» **What you will do**:
All of the data that follows should be retyped exactly as it appears.

[Segmentation mask data]
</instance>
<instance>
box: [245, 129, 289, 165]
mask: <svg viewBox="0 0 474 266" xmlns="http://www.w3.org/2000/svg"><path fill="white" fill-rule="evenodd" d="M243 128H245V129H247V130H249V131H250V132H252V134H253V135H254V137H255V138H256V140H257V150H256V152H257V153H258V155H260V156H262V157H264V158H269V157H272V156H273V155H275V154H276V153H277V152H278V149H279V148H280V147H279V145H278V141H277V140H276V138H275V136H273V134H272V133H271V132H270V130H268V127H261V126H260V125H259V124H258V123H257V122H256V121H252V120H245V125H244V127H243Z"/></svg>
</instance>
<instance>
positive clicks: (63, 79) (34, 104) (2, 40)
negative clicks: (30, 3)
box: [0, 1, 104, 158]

» **Answer section**:
</instance>
<instance>
box: [245, 129, 289, 165]
mask: <svg viewBox="0 0 474 266" xmlns="http://www.w3.org/2000/svg"><path fill="white" fill-rule="evenodd" d="M243 128H245V129H247V130H249V131H250V132H252V134H253V135H254V137H255V138H256V140H257V150H256V152H257V153H258V155H260V156H262V157H264V158H269V157H272V156H273V155H275V154H276V153H277V152H278V149H279V148H280V147H279V145H278V141H277V140H276V138H275V136H273V134H272V133H271V132H270V130H268V127H261V126H260V125H259V124H258V123H257V122H256V121H252V120H245V125H244V127H243Z"/></svg>
</instance>
<instance>
positive clicks: (63, 79) (34, 104) (2, 40)
negative clicks: (30, 3)
box: [0, 1, 104, 158]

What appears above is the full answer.